## Problem statement
Copy the data from the line with "like (464, 76)." up to and including the line with "point(198, 78)", shifting every answer coordinate by adding 113 to each of its numbers and leaving the sample points in the wording as they are. Omit the pictures.

## Material shown
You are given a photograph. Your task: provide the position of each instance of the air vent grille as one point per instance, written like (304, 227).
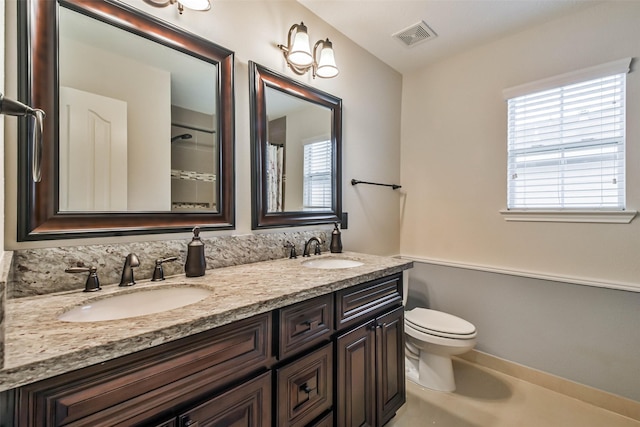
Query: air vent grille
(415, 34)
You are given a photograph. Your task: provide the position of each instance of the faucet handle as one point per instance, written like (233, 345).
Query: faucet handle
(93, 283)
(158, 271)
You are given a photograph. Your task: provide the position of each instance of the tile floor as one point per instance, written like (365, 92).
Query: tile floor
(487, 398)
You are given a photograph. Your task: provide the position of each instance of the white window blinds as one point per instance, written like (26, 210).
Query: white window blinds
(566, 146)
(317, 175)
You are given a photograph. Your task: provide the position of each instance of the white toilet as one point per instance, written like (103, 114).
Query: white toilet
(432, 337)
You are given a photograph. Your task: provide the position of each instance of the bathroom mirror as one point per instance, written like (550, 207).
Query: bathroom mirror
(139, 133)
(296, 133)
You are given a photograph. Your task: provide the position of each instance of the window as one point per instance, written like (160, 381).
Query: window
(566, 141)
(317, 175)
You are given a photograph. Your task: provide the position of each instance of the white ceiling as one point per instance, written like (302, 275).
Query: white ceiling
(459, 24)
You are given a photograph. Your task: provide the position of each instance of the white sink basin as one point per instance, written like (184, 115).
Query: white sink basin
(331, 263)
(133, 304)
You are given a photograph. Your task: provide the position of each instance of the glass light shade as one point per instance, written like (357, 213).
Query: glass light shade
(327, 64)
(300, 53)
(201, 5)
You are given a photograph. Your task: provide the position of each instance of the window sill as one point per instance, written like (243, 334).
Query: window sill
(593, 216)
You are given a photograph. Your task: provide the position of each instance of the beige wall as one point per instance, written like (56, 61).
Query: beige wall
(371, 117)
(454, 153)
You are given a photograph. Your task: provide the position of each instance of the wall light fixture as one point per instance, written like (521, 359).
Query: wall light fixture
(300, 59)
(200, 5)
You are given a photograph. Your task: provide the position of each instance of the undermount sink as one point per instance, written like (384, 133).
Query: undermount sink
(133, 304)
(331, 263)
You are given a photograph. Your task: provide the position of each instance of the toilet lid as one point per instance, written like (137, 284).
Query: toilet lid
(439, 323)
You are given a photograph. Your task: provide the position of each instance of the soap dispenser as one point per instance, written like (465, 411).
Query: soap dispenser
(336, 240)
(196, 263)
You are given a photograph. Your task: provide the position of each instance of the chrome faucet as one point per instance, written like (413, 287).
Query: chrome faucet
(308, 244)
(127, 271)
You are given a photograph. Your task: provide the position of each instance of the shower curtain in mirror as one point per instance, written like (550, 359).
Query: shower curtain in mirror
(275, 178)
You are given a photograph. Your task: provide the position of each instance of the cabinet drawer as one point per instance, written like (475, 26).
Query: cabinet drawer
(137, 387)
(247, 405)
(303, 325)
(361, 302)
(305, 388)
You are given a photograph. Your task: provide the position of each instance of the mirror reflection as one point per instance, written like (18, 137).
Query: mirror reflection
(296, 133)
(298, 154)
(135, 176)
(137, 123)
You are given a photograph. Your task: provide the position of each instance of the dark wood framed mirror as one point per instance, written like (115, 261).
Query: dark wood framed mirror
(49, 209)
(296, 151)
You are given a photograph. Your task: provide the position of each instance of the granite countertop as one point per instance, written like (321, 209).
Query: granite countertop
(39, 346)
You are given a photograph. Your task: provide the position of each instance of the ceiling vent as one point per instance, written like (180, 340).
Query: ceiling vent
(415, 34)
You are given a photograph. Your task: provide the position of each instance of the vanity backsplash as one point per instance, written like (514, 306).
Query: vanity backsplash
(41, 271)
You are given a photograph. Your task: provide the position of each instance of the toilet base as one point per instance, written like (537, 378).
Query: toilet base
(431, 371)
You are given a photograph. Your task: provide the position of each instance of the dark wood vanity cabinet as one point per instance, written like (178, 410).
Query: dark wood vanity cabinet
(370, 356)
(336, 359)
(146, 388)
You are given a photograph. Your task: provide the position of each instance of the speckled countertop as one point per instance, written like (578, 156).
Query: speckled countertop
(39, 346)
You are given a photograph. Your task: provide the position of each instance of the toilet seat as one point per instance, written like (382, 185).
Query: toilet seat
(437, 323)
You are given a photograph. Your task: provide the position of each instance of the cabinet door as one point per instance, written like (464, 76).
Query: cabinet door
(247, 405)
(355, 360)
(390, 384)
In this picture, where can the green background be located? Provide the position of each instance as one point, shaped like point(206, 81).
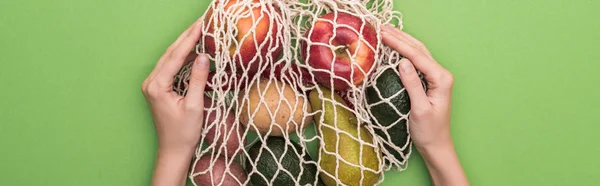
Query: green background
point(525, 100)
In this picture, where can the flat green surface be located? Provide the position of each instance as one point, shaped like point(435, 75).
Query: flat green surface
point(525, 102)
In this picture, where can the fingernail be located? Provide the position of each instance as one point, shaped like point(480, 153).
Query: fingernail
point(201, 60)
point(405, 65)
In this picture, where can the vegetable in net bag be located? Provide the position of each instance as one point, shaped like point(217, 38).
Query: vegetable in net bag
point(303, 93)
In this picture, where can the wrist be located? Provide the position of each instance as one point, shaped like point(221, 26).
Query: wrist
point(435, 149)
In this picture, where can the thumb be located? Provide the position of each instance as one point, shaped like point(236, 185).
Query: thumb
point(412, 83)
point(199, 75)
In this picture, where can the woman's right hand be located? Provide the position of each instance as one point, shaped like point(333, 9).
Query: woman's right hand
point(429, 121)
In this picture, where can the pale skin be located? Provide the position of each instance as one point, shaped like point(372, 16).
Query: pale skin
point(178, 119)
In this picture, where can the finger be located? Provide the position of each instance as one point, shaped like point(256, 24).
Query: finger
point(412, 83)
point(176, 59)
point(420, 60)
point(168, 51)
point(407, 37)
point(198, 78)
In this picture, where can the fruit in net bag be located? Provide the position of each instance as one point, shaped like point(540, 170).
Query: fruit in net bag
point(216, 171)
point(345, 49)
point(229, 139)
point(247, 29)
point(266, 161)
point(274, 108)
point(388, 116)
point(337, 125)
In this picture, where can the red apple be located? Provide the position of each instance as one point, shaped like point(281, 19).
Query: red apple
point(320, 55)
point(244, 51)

...

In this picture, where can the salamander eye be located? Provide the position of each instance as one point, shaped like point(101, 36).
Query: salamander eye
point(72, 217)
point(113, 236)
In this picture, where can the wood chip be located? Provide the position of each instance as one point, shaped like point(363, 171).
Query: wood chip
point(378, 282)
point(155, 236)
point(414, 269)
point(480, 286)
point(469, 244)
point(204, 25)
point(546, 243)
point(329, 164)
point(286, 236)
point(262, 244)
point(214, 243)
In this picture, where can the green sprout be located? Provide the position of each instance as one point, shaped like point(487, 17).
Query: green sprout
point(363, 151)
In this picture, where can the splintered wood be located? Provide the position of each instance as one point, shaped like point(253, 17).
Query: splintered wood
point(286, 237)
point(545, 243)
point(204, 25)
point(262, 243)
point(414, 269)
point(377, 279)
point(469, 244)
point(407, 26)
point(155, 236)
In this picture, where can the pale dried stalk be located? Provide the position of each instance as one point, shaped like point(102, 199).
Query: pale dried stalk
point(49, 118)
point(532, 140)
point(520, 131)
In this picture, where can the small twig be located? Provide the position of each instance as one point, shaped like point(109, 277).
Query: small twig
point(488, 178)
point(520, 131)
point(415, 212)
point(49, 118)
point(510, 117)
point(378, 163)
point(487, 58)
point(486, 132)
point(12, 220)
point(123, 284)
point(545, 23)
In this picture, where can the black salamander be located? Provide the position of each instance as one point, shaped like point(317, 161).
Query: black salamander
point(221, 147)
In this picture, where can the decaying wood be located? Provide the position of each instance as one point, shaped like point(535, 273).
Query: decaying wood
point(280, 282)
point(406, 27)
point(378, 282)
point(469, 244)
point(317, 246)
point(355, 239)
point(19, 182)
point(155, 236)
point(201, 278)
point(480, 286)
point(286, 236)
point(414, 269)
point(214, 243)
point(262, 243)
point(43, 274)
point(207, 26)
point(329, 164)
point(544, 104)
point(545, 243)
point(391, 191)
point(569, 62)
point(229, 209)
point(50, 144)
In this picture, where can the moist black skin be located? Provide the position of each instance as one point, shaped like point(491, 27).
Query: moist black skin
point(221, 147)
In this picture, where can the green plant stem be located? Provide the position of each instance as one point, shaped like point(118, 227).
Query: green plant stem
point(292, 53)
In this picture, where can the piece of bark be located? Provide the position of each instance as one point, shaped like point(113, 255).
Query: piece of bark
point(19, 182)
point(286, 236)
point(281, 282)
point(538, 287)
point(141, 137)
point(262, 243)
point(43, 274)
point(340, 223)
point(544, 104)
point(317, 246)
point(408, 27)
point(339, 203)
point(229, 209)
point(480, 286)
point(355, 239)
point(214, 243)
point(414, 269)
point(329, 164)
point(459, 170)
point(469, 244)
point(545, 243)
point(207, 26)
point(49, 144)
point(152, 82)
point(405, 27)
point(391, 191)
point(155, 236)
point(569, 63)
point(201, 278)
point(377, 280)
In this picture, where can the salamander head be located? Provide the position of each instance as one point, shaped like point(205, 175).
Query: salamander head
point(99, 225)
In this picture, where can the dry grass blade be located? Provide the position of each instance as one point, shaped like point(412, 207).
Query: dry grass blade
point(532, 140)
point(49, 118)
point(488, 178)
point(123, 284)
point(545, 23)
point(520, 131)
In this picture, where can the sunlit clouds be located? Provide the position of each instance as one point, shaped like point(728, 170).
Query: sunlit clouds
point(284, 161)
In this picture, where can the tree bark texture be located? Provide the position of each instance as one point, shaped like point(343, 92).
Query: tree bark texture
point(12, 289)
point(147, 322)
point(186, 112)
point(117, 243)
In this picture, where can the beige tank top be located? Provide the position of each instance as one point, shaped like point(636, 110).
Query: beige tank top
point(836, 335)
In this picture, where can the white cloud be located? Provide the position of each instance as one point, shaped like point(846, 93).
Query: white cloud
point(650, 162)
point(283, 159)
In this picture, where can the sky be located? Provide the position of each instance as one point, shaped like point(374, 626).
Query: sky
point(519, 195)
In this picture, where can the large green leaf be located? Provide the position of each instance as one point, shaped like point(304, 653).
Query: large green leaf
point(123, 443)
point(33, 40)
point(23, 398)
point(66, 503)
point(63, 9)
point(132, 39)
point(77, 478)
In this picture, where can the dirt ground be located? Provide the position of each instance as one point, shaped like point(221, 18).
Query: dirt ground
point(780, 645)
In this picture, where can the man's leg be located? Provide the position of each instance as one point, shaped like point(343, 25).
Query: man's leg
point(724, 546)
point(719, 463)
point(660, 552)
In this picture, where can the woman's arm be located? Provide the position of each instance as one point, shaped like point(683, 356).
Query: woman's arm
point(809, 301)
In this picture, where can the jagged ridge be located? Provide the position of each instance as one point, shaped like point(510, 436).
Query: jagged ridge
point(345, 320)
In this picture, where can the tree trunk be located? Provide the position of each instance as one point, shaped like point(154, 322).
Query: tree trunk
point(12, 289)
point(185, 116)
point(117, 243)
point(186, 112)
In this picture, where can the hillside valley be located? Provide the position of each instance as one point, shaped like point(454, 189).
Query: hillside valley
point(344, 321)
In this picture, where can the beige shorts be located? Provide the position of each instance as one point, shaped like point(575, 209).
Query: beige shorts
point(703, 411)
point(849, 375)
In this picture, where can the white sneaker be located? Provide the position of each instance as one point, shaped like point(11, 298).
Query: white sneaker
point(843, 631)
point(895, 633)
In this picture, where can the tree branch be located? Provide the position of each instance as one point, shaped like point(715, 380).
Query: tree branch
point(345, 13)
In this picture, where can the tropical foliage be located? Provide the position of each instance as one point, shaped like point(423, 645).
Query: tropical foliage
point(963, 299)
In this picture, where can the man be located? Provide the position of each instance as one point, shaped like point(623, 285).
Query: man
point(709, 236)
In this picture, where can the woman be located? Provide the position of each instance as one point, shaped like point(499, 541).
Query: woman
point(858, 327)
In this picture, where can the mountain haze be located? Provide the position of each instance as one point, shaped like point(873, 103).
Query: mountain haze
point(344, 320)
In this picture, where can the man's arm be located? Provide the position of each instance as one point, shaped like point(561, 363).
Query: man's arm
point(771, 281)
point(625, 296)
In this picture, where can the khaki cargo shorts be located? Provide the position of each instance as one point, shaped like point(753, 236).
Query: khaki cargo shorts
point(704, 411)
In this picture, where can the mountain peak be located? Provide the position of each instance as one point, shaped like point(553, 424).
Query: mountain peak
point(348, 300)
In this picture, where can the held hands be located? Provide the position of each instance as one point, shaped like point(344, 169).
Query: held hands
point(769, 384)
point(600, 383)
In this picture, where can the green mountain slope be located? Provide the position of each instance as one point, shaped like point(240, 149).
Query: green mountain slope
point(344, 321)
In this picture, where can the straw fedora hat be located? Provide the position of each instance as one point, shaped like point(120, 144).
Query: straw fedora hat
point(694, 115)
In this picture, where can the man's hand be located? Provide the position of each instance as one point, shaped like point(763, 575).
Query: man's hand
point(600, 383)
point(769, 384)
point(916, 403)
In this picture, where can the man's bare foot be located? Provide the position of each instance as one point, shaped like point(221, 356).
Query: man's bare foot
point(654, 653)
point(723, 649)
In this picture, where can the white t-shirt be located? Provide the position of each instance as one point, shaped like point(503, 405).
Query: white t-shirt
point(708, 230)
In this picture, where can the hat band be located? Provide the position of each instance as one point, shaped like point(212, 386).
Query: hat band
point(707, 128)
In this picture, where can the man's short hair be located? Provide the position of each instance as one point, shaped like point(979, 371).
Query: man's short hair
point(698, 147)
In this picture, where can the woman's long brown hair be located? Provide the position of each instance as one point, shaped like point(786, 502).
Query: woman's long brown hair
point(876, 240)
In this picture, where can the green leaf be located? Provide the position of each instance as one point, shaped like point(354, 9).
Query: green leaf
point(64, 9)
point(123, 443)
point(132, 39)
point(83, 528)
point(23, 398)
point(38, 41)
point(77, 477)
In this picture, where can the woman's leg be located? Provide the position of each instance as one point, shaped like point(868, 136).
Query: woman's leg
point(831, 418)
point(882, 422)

## Solution for this exercise
You are given a photograph. Your task: provide the position of each instance of the cabinet door as one point per instance, written like (464, 76).
Query: cabinet door
(360, 518)
(468, 473)
(503, 497)
In this picture, where can the green background be located? Provide the position of each instance as one point, shaped like point(206, 81).
Query: green background
point(638, 213)
In this picture, where can the flat green surface be located? Provide the position of each instance as one point, shaped like point(435, 75).
Query: flat green surface
point(638, 215)
In this picture, where can the fingernail be located? Provide the position of each instance as one point, shaped like point(480, 153).
Query: fingernail
point(314, 173)
point(518, 178)
In this picture, where can the vegetable in net bag be located? Provide the position of each instance as one point, shaped like point(217, 38).
Query: vegetable in net bag
point(416, 206)
In this picture, where can the wrist be located? Provide the position of each instance as one point, shaped like point(221, 26).
Query: wrist
point(548, 262)
In this picture, where can the thumb be located? Provide the position of each instance as one point, shaped like point(236, 185).
Query: thumb
point(525, 196)
point(312, 188)
In this picture, where can the woman's right hand be located? Provide the position of each instance as one point, shaped like point(333, 9).
Query: woman's right hand
point(542, 234)
In this picture, where can the pale skin be located? Provide the position of each instance as one point, shaped like point(372, 16).
Query: pale skin
point(291, 232)
In this picture, where can the finger be located? Provide the position of each instance as one point, shaped like point(256, 24).
Query: finger
point(525, 196)
point(289, 172)
point(533, 173)
point(281, 164)
point(520, 150)
point(311, 191)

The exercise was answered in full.